* _Task prompt_
Rewrite every row below as a numbered list, leaving out any blank lines.

* _Data shown_
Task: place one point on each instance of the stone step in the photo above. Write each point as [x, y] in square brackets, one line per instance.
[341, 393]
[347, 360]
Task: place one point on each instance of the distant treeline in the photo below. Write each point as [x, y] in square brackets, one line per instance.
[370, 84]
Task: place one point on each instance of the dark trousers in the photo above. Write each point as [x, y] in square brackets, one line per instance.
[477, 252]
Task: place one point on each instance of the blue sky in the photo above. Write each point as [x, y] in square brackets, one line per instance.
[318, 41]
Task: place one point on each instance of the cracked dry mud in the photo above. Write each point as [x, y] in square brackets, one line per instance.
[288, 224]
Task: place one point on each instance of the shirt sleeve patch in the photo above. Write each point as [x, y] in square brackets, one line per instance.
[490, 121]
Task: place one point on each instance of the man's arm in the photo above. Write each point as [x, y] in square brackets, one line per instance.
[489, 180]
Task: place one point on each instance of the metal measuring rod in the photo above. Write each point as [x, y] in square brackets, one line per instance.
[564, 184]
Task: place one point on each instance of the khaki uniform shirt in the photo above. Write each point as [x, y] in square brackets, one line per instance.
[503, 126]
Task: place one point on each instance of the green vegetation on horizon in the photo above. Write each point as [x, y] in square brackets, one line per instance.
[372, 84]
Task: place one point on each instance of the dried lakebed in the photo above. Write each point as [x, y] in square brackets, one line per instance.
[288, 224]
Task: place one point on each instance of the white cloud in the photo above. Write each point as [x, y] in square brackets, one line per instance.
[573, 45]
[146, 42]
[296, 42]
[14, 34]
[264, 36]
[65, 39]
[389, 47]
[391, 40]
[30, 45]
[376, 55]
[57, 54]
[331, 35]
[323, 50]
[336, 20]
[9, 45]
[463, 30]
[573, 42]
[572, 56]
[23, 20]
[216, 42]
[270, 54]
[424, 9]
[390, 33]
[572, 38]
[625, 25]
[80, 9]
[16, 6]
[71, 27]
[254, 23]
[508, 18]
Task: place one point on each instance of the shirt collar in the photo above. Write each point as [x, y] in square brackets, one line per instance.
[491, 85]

* _Written reply_
1. Task: place one point on each instance of the stone step in the photo above. Write each point as [x, y] in square brackets, one line per instance.
2. [341, 393]
3. [347, 360]
4. Task: place one point on each instance of the distant treeline in the photo below. Write each point as [x, y] in square brackets, one line per instance.
5. [370, 84]
6. Task: place one point on each instance of the dark trousers in the photo above. Write each point as [x, y] in square brackets, one line per instance.
7. [477, 252]
8. Task: place one point on each instance of the blue sky in the photo above. Write each point as [x, y] in square brackets, one line per instance.
9. [318, 41]
10. Task: place one point on each instance of the cracked dry mud in the photo above. Write each point as [x, y] in square brackets, one line per instance.
11. [288, 224]
12. Task: place one point on each instance of the shirt sleeve patch in the photo above. Write each point as [x, y] in square brackets, one line per instance.
13. [490, 121]
14. Task: place one point on each instance of the man's arm in the photo above. Write each point as [x, y] in square brackets, one line per instance.
15. [489, 180]
16. Task: place one point on each instance of the metal measuring rod in the photo above. Write each point as [x, y] in square brackets, one line per instance.
17. [564, 184]
18. Task: place one point on each instance of the khaki uniform shirt in the photo above. Write each point as [x, y] in square brackets, one line per instance.
19. [503, 126]
20. Task: place one point on each instance of the green vegetation on horizon in the photo above. Write each point as [x, y] in square brackets, one line per instance.
21. [372, 84]
22. Task: place one point on each instance of the dried lakebed in the photo above. Write each point as [x, y] in square brackets, one line per instance.
23. [288, 224]
24. Task: place one point on each instance of the white cloud in the photo above. Write each point as [x, y] in square brackets, one line per instance.
25. [573, 45]
26. [146, 42]
27. [296, 42]
28. [14, 34]
29. [264, 36]
30. [65, 39]
31. [389, 47]
32. [391, 40]
33. [30, 45]
34. [376, 55]
35. [57, 54]
36. [331, 35]
37. [323, 50]
38. [336, 20]
39. [9, 45]
40. [463, 30]
41. [573, 42]
42. [572, 56]
43. [23, 20]
44. [216, 42]
45. [270, 54]
46. [424, 9]
47. [390, 33]
48. [572, 38]
49. [625, 25]
50. [80, 9]
51. [16, 6]
52. [71, 27]
53. [254, 23]
54. [508, 18]
55. Task: place one point on each instance of the shirt collar in the photo above. Write each point as [x, y] in square brackets, one line per instance.
56. [491, 85]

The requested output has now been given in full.